- **What is expected**
Recast the data from the line with "Target: white security gate" up to and including the line with "(1109, 668)" as a Markdown table with two columns, Row and Line. Number each line and leave out any blank lines.

- **Dataset content**

^^^^^^^^^^^^^^^^

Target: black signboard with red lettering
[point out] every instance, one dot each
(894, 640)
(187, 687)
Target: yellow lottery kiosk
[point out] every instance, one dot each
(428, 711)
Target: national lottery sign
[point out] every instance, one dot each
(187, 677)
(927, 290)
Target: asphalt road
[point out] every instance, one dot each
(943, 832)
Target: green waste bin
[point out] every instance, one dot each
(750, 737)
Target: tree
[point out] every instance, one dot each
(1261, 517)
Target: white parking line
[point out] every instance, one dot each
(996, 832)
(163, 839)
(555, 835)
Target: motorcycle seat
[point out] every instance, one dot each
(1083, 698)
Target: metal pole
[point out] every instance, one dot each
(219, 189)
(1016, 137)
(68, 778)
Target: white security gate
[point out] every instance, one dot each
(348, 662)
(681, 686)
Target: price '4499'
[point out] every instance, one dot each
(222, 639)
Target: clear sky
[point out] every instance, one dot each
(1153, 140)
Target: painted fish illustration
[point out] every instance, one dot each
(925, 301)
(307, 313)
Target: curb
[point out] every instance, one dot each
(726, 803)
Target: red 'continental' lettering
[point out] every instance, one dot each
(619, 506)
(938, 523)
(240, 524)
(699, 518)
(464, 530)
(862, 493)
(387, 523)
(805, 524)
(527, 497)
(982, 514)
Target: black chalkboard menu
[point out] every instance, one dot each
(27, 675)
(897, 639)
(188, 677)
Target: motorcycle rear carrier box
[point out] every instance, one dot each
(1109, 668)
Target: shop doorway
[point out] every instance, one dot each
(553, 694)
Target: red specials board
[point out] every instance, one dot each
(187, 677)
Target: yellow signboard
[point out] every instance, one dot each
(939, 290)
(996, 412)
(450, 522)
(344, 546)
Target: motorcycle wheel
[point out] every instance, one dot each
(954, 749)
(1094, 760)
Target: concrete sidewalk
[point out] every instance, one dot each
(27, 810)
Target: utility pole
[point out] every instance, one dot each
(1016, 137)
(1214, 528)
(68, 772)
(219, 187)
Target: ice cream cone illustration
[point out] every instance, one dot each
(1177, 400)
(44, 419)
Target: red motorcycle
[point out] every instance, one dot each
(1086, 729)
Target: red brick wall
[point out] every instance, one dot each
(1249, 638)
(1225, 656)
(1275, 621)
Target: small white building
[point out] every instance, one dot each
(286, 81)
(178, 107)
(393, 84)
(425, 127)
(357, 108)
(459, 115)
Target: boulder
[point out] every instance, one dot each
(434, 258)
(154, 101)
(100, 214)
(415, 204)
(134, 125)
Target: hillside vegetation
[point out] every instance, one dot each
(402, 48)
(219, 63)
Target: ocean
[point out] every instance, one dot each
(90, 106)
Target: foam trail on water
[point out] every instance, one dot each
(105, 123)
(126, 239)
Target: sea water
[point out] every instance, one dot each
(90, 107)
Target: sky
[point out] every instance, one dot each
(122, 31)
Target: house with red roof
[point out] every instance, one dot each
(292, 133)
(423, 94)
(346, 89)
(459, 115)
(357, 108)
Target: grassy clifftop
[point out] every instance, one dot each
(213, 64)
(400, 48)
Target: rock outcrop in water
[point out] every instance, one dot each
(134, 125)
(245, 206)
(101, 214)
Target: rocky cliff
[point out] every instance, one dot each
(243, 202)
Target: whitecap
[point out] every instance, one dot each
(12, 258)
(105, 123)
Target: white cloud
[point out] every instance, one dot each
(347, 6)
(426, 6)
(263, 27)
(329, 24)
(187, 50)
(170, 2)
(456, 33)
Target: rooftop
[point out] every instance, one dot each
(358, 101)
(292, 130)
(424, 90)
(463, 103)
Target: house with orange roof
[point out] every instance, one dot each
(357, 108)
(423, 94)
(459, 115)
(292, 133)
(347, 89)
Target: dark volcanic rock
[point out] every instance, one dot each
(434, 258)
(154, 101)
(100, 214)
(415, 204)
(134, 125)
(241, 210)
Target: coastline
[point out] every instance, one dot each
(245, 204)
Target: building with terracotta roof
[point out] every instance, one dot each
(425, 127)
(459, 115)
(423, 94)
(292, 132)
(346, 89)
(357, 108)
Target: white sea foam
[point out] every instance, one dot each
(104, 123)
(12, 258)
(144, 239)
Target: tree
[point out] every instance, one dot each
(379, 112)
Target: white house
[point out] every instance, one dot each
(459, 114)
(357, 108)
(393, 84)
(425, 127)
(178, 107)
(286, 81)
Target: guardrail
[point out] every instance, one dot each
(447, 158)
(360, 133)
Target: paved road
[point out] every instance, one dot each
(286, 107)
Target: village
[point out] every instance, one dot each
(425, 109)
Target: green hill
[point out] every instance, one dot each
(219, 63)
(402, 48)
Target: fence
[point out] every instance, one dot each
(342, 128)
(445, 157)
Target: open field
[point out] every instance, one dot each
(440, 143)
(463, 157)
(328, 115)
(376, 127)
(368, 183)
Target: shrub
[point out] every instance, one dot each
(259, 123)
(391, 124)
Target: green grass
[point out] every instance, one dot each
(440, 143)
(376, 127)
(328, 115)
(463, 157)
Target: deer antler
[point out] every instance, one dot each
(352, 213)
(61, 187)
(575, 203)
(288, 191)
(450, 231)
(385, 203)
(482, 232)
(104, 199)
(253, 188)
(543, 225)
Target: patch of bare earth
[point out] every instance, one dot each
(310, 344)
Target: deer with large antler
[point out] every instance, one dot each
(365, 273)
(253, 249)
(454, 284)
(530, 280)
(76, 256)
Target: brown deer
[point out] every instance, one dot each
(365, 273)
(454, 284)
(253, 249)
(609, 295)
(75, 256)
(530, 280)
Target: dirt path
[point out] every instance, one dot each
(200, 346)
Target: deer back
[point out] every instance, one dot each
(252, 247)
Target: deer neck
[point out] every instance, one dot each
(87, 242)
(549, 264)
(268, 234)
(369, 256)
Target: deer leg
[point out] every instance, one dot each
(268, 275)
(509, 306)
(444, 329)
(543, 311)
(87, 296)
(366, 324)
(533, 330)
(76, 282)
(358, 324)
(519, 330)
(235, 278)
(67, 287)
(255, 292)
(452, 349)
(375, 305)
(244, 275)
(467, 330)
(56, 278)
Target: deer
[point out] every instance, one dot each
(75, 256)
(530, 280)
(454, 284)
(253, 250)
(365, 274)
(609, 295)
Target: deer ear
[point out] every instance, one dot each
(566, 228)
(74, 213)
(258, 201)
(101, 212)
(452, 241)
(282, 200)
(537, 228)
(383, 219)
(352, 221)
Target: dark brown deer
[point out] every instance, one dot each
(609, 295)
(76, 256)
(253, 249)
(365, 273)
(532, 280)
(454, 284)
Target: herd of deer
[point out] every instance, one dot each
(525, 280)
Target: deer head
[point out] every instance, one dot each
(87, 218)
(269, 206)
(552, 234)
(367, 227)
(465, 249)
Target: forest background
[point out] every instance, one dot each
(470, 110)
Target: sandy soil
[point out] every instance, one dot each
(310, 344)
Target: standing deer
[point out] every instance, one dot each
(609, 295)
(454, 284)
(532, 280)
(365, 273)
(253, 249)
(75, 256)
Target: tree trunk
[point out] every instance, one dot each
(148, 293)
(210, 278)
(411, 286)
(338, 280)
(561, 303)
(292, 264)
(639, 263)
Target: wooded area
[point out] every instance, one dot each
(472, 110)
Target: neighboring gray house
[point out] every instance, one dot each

^^^^^^^^^^^^^^^^

- **Problem solution**
| Row | Line |
|---|---|
| 1 | Target: white security gate |
| 2 | [point out] every instance, one dot each |
| 3 | (348, 662) |
| 4 | (681, 686) |
| 5 | Target: price '4499' |
| 6 | [point out] every instance, one dot each |
| 7 | (222, 639) |
| 8 | Target: clear sky |
| 9 | [point out] every instance, one dot each |
| 10 | (1153, 140) |
| 11 | Target: painted fish illustration |
| 12 | [point out] every instance, one dot each |
| 13 | (925, 301) |
| 14 | (307, 313) |
| 15 | Target: curb |
| 16 | [point out] every instance, one dot each |
| 17 | (726, 803) |
| 18 | Target: red 'continental' lettering |
| 19 | [point out] every instance, one dot each |
| 20 | (619, 506) |
| 21 | (938, 523) |
| 22 | (240, 524) |
| 23 | (699, 518) |
| 24 | (464, 530) |
| 25 | (862, 493) |
| 26 | (387, 523) |
| 27 | (805, 524) |
| 28 | (527, 497) |
| 29 | (982, 514) |
| 30 | Target: black chalkboard menu |
| 31 | [point out] every instance, one dot each |
| 32 | (27, 675) |
| 33 | (897, 639) |
| 34 | (188, 677) |
| 35 | Target: motorcycle rear carrier box |
| 36 | [point out] every instance, one dot each |
| 37 | (1109, 668) |